[Begin INFORMATION SHOWN]

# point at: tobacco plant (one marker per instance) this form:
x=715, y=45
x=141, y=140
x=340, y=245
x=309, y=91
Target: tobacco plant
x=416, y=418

[End INFORMATION SHOWN]

STATED EXERCISE: Reproduce every line of the items above, requests included, multiplying each x and y coordinate in the answers by 0.2 and rounding to whole numbers, with halves rounded up. Leave every number in the requests unchanged.

EXERCISE ANSWER:
# point at: tobacco plant (one marker per instance) this form:
x=715, y=45
x=141, y=140
x=340, y=245
x=309, y=91
Target: tobacco plant
x=83, y=84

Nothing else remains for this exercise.